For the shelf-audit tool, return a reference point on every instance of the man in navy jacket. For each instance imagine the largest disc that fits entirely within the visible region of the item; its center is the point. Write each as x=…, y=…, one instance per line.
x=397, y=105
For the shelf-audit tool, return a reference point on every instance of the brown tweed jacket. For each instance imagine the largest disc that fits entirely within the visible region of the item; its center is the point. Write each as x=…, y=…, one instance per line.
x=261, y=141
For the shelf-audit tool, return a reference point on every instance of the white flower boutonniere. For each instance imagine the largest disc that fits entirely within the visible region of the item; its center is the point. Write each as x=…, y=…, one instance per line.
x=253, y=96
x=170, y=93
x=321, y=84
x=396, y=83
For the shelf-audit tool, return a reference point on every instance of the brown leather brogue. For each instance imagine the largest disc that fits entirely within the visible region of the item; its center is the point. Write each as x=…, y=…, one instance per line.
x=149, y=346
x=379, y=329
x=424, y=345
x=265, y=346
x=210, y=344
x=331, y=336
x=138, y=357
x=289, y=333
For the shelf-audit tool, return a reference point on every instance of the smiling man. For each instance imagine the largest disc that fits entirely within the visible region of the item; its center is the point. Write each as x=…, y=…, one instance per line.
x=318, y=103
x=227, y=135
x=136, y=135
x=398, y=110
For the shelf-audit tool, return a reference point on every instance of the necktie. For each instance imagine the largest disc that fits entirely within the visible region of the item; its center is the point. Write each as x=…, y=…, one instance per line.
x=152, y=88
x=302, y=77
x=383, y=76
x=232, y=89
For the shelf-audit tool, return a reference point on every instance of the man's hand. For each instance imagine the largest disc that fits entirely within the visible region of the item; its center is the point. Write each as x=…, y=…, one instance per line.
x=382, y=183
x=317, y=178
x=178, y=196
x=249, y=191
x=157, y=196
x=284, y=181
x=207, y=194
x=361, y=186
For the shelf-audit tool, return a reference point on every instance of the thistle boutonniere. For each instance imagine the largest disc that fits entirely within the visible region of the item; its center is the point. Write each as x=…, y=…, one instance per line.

━━━

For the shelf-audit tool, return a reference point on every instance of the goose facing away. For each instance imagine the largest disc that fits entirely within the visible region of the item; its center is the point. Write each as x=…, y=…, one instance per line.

━━━

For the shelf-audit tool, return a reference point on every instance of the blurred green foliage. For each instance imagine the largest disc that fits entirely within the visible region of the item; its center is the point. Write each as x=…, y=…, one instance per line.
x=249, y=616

━━━

→ Instruction
Copy out everything from the line containing "the brown tweed" down to the line containing "x=396, y=83", replacing "white flower boutonniere" with "white rose boutonniere" and changing nothing else.

→ Expected answer
For the shelf-audit tool, return a reference point on every instance of the brown tweed jacket. For each instance imagine the largest disc that fits entirely within the visible region of the item; its center is the point. Write each as x=…, y=…, one instance per line.
x=261, y=141
For the shelf-audit tool, return a reference point on every instance of the white rose boutonniere. For each instance imagine the largest disc that fits entirely within the visible region of the item; its center is the point. Write each as x=…, y=…, one instance per line.
x=253, y=96
x=170, y=93
x=321, y=84
x=396, y=83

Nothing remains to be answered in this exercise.